● **Provided information**
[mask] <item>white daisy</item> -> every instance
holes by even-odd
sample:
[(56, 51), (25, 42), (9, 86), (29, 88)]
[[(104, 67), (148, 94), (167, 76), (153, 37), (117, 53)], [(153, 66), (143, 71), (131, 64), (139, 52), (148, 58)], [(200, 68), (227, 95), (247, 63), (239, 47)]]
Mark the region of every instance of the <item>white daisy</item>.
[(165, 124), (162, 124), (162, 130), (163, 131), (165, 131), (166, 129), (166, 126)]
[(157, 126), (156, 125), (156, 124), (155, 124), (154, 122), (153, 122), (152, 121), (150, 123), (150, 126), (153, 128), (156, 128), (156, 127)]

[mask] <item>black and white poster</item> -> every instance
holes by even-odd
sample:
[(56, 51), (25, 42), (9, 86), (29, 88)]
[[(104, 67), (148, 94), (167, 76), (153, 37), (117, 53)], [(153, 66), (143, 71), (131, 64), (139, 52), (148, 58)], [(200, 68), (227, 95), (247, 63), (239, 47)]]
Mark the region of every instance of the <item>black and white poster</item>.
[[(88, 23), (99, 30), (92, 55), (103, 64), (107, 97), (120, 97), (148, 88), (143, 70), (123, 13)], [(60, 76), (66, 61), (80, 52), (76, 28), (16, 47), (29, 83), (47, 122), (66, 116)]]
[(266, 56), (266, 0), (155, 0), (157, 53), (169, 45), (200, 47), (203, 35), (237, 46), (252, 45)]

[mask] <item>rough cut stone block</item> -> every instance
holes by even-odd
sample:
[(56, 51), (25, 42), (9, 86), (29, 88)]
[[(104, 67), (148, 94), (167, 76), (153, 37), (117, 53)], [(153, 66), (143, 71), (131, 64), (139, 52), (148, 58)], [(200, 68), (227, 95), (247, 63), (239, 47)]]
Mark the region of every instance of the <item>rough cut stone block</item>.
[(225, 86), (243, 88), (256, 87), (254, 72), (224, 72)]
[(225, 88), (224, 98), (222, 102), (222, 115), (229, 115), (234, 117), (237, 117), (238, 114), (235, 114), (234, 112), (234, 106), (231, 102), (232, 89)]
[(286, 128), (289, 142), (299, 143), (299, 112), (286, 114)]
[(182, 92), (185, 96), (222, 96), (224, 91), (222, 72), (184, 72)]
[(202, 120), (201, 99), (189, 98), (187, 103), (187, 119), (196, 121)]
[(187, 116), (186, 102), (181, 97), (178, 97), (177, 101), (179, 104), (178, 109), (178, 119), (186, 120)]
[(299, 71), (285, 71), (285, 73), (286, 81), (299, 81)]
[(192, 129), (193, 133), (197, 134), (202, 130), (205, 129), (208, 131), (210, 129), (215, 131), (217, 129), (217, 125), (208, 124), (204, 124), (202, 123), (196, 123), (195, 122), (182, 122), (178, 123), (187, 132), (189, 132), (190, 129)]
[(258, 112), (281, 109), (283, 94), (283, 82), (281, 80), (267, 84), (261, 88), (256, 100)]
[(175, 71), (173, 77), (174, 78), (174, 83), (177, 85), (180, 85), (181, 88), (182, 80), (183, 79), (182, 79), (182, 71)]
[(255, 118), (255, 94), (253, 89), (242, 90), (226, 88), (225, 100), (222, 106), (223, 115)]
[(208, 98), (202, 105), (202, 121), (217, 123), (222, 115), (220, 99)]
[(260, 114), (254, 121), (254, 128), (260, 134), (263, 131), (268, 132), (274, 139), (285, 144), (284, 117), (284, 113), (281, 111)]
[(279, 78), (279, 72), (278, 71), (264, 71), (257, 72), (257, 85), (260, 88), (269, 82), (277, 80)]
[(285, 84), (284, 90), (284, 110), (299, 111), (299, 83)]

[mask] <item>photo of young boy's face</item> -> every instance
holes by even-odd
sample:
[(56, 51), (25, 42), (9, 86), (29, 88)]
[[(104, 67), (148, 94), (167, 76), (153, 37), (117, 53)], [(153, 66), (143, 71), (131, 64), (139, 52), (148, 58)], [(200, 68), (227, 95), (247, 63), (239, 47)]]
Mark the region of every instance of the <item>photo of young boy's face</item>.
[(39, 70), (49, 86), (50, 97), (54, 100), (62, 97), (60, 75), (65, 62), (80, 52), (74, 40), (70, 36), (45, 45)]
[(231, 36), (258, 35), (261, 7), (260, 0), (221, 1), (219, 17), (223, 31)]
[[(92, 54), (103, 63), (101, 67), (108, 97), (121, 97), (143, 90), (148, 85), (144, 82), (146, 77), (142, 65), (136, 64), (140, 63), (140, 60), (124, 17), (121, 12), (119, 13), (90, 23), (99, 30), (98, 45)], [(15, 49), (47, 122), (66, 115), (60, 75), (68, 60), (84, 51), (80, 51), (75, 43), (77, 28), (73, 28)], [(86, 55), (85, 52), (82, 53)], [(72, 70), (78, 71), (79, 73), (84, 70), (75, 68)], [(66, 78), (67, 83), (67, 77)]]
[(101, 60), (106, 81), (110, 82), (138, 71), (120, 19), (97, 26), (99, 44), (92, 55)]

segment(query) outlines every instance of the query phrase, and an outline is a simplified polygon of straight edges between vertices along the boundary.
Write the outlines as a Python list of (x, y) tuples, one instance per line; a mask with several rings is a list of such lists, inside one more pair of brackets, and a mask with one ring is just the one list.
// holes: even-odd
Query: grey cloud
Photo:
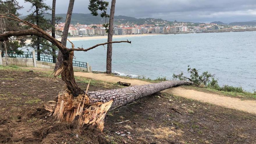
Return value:
[[(28, 3), (19, 0), (24, 9), (21, 13), (27, 14)], [(108, 0), (111, 2), (110, 0)], [(57, 13), (65, 13), (68, 0), (56, 1)], [(51, 5), (52, 1), (45, 2)], [(88, 0), (76, 0), (74, 13), (88, 13)], [(116, 15), (136, 18), (152, 17), (168, 20), (224, 22), (256, 20), (255, 0), (117, 0)]]

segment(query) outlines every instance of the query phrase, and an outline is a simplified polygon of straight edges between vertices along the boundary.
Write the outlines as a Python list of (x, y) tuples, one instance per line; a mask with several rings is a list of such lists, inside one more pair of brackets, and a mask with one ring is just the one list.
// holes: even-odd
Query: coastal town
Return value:
[[(154, 19), (152, 19), (152, 22)], [(57, 37), (62, 35), (65, 23), (56, 25)], [(220, 31), (253, 30), (256, 26), (248, 25), (230, 26), (211, 23), (193, 23), (177, 22), (175, 21), (171, 24), (167, 22), (155, 22), (154, 24), (144, 24), (138, 25), (128, 22), (114, 24), (113, 33), (114, 35), (123, 35), (144, 34), (177, 34), (182, 33), (211, 32)], [(255, 29), (256, 30), (256, 29)], [(89, 25), (77, 23), (71, 24), (69, 30), (70, 36), (77, 36), (104, 35), (107, 33), (106, 28), (102, 24), (92, 24)]]

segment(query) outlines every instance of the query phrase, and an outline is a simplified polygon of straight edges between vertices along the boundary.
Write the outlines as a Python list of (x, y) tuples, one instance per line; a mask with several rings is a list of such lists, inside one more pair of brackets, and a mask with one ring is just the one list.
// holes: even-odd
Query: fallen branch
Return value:
[(77, 49), (72, 48), (69, 49), (70, 51), (87, 51), (89, 50), (93, 49), (97, 47), (100, 45), (104, 45), (108, 44), (111, 44), (113, 43), (120, 43), (121, 42), (128, 42), (128, 43), (131, 43), (131, 41), (129, 41), (128, 40), (127, 40), (122, 41), (114, 41), (113, 42), (106, 42), (104, 43), (98, 44), (95, 45), (91, 47), (90, 47), (87, 49), (84, 49), (83, 48), (78, 47)]
[(121, 123), (122, 123), (123, 122), (128, 122), (128, 121), (129, 121), (129, 120), (125, 120), (125, 121), (123, 121), (122, 122), (116, 122), (116, 123), (115, 123), (115, 124), (121, 124)]

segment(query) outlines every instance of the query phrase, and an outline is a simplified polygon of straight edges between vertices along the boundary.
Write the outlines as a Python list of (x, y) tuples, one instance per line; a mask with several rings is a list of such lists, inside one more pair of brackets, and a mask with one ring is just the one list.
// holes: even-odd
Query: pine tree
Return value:
[[(19, 3), (15, 0), (8, 0), (4, 1), (0, 1), (0, 13), (7, 14), (10, 13), (15, 15), (20, 15), (17, 10), (23, 8), (19, 5)], [(0, 33), (3, 33), (9, 31), (19, 31), (24, 29), (19, 24), (19, 22), (12, 19), (4, 18), (0, 18)], [(17, 37), (10, 39), (8, 40), (0, 42), (0, 50), (5, 51), (6, 58), (7, 60), (8, 53), (15, 53), (21, 54), (22, 50), (19, 48), (25, 45), (26, 37)], [(3, 53), (2, 53), (2, 56)], [(6, 65), (8, 64), (6, 61)]]
[[(44, 2), (43, 0), (25, 0), (31, 4), (30, 11), (31, 13), (28, 15), (26, 20), (34, 24), (45, 31), (51, 30), (51, 22), (44, 17), (43, 14), (51, 9), (49, 6)], [(52, 45), (46, 40), (37, 36), (31, 37), (31, 42), (28, 46), (37, 52), (37, 60), (40, 60), (40, 55), (42, 54), (51, 55)]]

● **Exercise**
Rename "stone block" to "granite slab" in the part of the records that opens with the line containing "[mask] <item>rough cut" and closes with the line containing "[(299, 71), (285, 71), (285, 73), (286, 81), (299, 81)]", and give only those lines back with everything else unchanged.

● **Solution to the problem**
[mask] <item>rough cut granite slab</item> -> every instance
holes by even-odd
sample:
[(56, 51), (25, 42), (9, 86), (29, 88)]
[[(104, 67), (148, 94), (167, 76), (153, 37), (117, 53)], [(153, 66), (143, 71), (131, 64), (139, 52), (148, 58)], [(200, 68), (227, 95), (247, 63), (239, 47)]]
Mark the region of every instance of the <item>rough cut granite slab</item>.
[(225, 86), (243, 88), (256, 87), (254, 72), (224, 72)]
[(225, 88), (224, 98), (222, 102), (222, 115), (229, 115), (234, 117), (237, 117), (238, 114), (235, 114), (234, 112), (234, 106), (231, 102), (232, 89)]
[(286, 128), (289, 142), (299, 143), (299, 112), (286, 114)]
[(182, 92), (185, 96), (222, 96), (224, 91), (222, 72), (184, 72)]
[(202, 120), (201, 99), (189, 98), (187, 103), (187, 119), (196, 121)]
[(187, 116), (186, 102), (181, 97), (178, 97), (177, 101), (179, 104), (178, 109), (178, 119), (186, 120)]
[(299, 71), (285, 71), (285, 73), (286, 81), (299, 81)]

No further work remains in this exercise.